[Excerpts from a dataset]
———
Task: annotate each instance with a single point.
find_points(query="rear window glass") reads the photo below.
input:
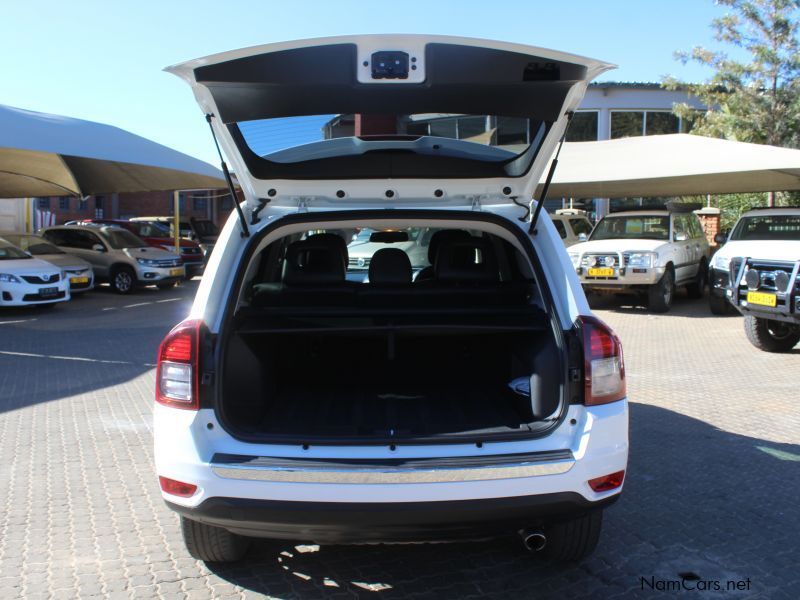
(768, 227)
(487, 138)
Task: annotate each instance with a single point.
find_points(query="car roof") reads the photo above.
(776, 210)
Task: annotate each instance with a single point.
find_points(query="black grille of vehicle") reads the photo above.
(40, 279)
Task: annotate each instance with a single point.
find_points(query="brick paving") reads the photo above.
(712, 486)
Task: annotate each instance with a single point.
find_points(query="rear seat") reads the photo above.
(466, 276)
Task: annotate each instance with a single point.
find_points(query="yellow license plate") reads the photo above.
(762, 299)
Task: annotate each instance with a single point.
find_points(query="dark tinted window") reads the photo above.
(580, 226)
(583, 127)
(768, 227)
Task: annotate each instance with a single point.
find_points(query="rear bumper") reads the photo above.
(346, 522)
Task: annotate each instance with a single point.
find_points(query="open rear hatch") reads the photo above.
(406, 119)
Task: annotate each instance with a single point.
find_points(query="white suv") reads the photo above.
(649, 252)
(757, 271)
(481, 399)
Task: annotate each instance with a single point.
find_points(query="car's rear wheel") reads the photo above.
(575, 539)
(719, 305)
(771, 336)
(123, 280)
(661, 294)
(697, 288)
(213, 544)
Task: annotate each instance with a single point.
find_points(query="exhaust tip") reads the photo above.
(534, 540)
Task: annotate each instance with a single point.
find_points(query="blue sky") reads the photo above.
(103, 61)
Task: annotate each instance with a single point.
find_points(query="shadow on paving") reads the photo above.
(89, 343)
(698, 501)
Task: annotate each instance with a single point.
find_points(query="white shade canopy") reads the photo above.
(44, 155)
(672, 165)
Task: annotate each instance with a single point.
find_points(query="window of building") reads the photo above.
(626, 124)
(658, 123)
(583, 127)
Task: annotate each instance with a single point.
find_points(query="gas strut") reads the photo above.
(550, 173)
(242, 220)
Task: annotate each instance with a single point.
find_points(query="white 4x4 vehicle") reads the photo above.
(484, 399)
(650, 252)
(757, 272)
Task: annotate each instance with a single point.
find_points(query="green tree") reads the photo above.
(756, 99)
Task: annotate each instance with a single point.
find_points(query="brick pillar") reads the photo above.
(711, 219)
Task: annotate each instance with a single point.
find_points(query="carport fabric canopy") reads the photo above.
(46, 155)
(672, 165)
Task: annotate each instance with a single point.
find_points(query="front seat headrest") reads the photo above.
(390, 266)
(467, 261)
(320, 258)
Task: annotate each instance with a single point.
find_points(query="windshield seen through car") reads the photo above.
(632, 227)
(768, 227)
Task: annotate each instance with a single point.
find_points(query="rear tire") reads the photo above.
(718, 305)
(123, 280)
(213, 544)
(661, 294)
(771, 336)
(575, 539)
(697, 288)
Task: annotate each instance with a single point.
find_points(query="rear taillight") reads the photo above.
(603, 364)
(179, 366)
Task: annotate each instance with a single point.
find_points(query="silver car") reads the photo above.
(118, 256)
(78, 271)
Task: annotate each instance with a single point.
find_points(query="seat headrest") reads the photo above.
(390, 266)
(320, 258)
(442, 236)
(468, 261)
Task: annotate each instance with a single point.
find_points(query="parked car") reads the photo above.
(573, 228)
(76, 270)
(485, 400)
(648, 252)
(118, 256)
(26, 281)
(157, 235)
(757, 272)
(367, 242)
(202, 231)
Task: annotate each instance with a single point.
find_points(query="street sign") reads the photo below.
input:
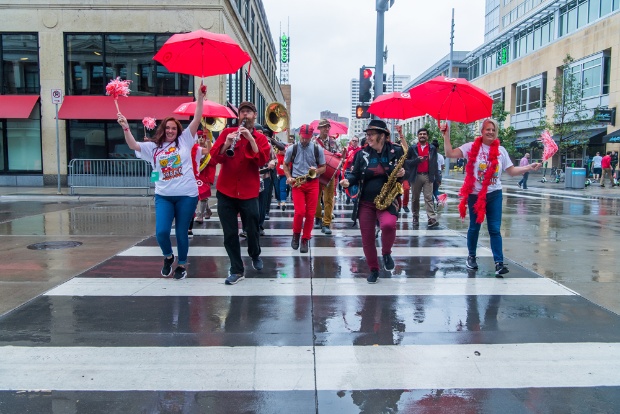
(56, 96)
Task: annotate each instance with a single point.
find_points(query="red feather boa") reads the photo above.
(470, 179)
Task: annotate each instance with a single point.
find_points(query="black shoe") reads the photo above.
(500, 269)
(304, 246)
(180, 273)
(234, 278)
(374, 276)
(470, 263)
(295, 241)
(166, 271)
(257, 263)
(388, 262)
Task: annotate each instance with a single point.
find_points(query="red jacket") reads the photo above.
(239, 174)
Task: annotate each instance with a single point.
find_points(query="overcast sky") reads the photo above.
(332, 39)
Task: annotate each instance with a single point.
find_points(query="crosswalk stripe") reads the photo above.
(276, 368)
(336, 251)
(283, 286)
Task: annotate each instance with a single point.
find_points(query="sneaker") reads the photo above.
(317, 223)
(166, 271)
(180, 273)
(500, 269)
(388, 262)
(257, 263)
(234, 278)
(295, 241)
(470, 263)
(304, 246)
(374, 276)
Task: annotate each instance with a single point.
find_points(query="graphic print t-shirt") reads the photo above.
(482, 163)
(174, 165)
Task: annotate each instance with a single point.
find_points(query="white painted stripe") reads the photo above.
(275, 368)
(336, 232)
(194, 251)
(283, 286)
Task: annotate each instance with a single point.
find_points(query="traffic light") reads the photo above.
(361, 112)
(365, 84)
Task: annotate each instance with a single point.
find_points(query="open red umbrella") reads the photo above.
(395, 105)
(201, 53)
(335, 128)
(210, 109)
(452, 99)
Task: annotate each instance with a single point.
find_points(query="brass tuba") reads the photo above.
(213, 124)
(276, 117)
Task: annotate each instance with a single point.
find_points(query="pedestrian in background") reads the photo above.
(482, 189)
(525, 161)
(176, 191)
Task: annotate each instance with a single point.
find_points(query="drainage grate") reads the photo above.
(54, 245)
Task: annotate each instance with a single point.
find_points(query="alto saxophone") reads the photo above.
(392, 188)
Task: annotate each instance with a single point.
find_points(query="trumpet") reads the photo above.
(302, 179)
(231, 150)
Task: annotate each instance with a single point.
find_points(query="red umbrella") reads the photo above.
(210, 109)
(335, 128)
(202, 53)
(452, 99)
(395, 105)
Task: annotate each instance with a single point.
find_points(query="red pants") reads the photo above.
(368, 216)
(305, 199)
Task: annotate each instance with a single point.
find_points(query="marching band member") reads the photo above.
(240, 151)
(372, 166)
(308, 162)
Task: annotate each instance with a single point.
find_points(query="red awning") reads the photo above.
(17, 106)
(133, 107)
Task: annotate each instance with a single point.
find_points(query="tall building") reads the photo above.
(77, 49)
(519, 63)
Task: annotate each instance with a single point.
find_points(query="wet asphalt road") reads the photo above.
(307, 333)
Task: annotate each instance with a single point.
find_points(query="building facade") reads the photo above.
(520, 63)
(78, 49)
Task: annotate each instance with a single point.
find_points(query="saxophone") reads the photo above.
(392, 188)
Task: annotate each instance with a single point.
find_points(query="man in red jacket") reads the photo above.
(240, 151)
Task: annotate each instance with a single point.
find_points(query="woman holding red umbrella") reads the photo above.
(482, 189)
(176, 192)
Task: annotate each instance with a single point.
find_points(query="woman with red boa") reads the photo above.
(482, 189)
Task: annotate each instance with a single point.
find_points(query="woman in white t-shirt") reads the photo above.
(176, 191)
(482, 188)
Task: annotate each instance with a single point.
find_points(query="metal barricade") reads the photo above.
(123, 173)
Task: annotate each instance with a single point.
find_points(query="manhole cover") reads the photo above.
(54, 245)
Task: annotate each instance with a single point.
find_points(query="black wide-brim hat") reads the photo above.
(378, 125)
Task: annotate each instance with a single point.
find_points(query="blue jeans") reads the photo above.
(181, 209)
(494, 221)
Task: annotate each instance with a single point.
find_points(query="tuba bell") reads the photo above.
(213, 124)
(276, 117)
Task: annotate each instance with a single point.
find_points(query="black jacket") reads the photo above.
(411, 165)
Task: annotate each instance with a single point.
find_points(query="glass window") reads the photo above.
(20, 63)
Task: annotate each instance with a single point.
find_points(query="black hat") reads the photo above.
(378, 125)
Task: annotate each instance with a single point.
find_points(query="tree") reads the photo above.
(571, 118)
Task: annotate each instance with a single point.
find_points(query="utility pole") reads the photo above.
(381, 6)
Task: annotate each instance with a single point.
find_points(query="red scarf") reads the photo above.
(470, 179)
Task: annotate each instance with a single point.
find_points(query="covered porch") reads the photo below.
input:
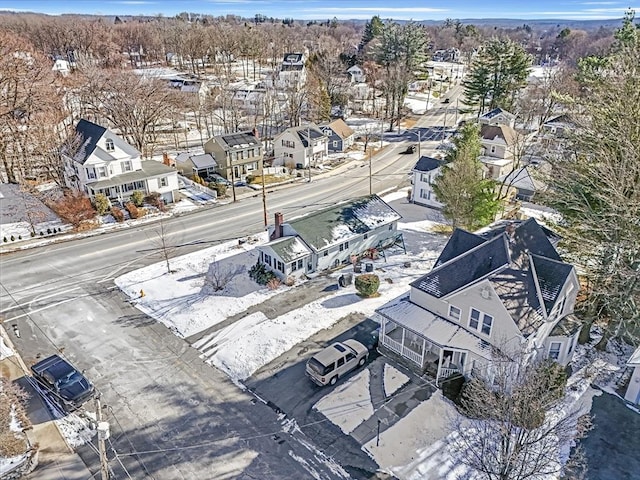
(438, 361)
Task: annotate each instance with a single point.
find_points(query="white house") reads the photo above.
(425, 171)
(633, 390)
(329, 238)
(102, 162)
(357, 74)
(498, 116)
(301, 147)
(488, 297)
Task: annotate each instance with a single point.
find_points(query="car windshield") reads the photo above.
(316, 366)
(68, 380)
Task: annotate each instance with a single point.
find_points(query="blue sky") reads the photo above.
(342, 9)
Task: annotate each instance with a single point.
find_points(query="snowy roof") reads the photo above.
(436, 329)
(289, 248)
(342, 222)
(635, 358)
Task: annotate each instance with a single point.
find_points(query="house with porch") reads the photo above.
(102, 162)
(329, 238)
(498, 295)
(340, 135)
(301, 147)
(424, 174)
(236, 154)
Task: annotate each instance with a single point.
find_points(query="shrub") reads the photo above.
(117, 214)
(74, 207)
(132, 209)
(452, 387)
(220, 188)
(260, 274)
(101, 203)
(155, 199)
(367, 284)
(137, 197)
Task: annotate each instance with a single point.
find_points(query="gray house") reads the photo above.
(340, 135)
(487, 298)
(329, 238)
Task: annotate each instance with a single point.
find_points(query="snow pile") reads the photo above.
(5, 350)
(75, 430)
(394, 380)
(349, 404)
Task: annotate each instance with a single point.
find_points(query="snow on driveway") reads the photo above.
(349, 404)
(394, 380)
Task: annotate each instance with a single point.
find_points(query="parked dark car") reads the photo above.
(410, 149)
(62, 383)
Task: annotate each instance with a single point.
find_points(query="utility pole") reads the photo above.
(311, 147)
(264, 194)
(370, 174)
(103, 435)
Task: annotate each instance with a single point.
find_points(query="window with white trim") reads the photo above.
(480, 321)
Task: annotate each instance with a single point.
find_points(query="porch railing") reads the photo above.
(402, 350)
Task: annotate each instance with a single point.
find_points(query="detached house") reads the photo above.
(488, 296)
(498, 146)
(329, 238)
(104, 163)
(424, 174)
(340, 135)
(301, 147)
(235, 155)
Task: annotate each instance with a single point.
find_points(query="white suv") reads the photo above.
(338, 359)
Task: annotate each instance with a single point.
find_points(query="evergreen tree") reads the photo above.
(595, 185)
(468, 199)
(496, 75)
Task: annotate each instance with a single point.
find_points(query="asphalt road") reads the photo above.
(172, 416)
———
Copy each line containing the word "below" from the data.

» **WRITTEN ANSWER**
find_points(query="rear window glass") reads the photo below.
find_points(query="street sign") reads the photo below.
find_points(query="covered porch") reads the photo below.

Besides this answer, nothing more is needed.